### TEXT SHOWN
Neighboring: What is in it for me?
Americans are a consumer culture. So when it comes to neighboring, people ask: "what is in it for me?"
For some, it is the idea of improved health. Many studies demonstrate the importance of social interaction and its positive impacts on health. Robert Putman says joining one club reduces or chance of dying by 50 percent.
For some, their motivation is that they are tired of being lonely and isolated. We have a growing epidemic of loneliness in this nation, and the answers may be right next door! Interaction with people, face to face, at club meetings.
Other people embrace this idea because they understand that they can positively impact their neighborhood, which can then impact their community. Starting ultra-local is much more effective. Subdivisions where neighboring is done well see lower crime rates, improved resale values and help for neighbors that need it. I think neighborhoods can take the place of clubs in many areas, at least in terms of building social capital.
And some people do their part because they have a calling to love their neighbor. They understand their neighbors to be their immediate neighbors where relationships can take root. The opposite of love is apathy!
Research shows that knowing your neighbors is actually a prevention step for future problems. (See my interview with the author of Neighbors from Hell).
Being connected with neighbors also builds your social capital. That will also typically increase your civic participation, increase your happiness and help to create a sense of belonging.
Perhaps those arguments are compelling enough for you to take action. In most cases, I imagine that they are not and here is why: selfishness.
The very reason we have to answer "what is in it for me," is also the very trait that keeps us from thinking of others: selfishness.
The behavior that keeps us focused on our own problems, our own schedule, our own plans and our fun is the same behavior that keeps us from ever inviting neighbors over: selfishness.

[Data extracted from a collection]
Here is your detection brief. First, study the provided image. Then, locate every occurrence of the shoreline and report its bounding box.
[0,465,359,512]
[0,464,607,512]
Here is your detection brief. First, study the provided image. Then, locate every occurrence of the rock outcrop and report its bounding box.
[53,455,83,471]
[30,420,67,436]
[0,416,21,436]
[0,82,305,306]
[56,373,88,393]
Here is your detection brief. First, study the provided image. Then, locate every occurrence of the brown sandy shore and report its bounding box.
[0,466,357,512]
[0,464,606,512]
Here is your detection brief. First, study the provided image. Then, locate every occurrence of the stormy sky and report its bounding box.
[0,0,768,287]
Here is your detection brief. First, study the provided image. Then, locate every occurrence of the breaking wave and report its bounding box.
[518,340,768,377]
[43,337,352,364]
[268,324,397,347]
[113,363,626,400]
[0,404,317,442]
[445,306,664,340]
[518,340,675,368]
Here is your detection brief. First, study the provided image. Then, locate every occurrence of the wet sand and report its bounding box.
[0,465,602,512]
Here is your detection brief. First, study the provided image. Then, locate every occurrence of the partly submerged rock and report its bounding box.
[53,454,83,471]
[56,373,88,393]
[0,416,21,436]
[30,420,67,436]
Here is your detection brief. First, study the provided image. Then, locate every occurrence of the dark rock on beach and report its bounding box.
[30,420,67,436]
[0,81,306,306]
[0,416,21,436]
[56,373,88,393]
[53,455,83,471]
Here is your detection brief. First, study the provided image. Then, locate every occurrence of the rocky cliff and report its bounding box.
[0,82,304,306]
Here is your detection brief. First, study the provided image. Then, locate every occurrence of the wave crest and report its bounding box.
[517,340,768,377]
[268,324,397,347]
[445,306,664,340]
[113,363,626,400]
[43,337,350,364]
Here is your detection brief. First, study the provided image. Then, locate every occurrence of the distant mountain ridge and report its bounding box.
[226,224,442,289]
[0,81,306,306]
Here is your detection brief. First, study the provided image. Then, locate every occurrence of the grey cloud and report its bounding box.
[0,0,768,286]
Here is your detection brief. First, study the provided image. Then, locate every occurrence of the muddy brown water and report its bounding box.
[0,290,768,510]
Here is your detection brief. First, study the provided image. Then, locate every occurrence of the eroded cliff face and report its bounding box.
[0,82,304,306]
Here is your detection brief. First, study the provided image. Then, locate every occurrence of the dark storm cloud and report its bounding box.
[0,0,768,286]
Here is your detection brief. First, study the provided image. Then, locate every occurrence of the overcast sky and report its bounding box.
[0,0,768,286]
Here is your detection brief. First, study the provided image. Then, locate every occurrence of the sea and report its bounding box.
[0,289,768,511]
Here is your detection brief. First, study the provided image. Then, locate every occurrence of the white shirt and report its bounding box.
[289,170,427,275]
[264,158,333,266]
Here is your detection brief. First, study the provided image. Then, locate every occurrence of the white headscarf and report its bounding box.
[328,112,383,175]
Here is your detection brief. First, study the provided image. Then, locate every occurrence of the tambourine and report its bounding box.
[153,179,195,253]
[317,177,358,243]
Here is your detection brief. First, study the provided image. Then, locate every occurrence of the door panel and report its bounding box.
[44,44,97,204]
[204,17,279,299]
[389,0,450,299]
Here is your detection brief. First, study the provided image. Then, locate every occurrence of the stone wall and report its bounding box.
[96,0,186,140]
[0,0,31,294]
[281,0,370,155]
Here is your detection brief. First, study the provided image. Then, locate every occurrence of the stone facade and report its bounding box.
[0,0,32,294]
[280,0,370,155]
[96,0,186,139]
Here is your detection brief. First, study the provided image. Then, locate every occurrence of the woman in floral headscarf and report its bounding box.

### WORK ORDER 1
Answer these questions about the neighboring article:
(a) What three results does it list for subdivisions where neighboring is done well?
(b) What does it call the opposite of love?
(c) What single trait does it name as the reason people don't take action?
### WORK ORDER 2
Print the part of the neighboring article from "For some, it" to "by 50 percent.".
### WORK ORDER 3
Carry on the article about neighboring from its last sentence.

### OUTPUT 1
(a) Lower crime rates, improved resale values and help for neighbors that need it.
(b) Apathy.
(c) Selfishness.

### OUTPUT 2
For some, it is the idea of improved health. Many studies demonstrate the importance of social interaction and its positive impacts on health. Robert Putman says joining one club reduces or chance of dying by 50 percent.

### OUTPUT 3
We end up blaming the lack of front porches, or too many yard fences, or even computers and home air conditioning for not getting outside and connecting with our neighbors. But the truth is those are simply things that make it easier for us to be selfish with our time.
Does that sound harsh?
I am not alone in this evaluation.
“We introverts miss out on great blessings when we excuse ourselves from practicing hospitality because it exhausts us. I often find people exhausting. But over the years I have learned how to pace myself, how to prepare for the private time necessary to recharge, and how to grow in discomfort. Knowing your personality and your sensitivities does not excuse you. It means that you need to prepare for it differently than others might.”
— Rosaria Champagne Butterfield
"We have many excuses for not getting to know our neighbors and building a relationship with them. We categorize these excuses in different ways but honestly all of the excuses come down to one thing: selfishness. We focus our time and our life on ourselves."
— Rosaria Champagne Butterfield
So what is really in it for me?
Answer: an improved you!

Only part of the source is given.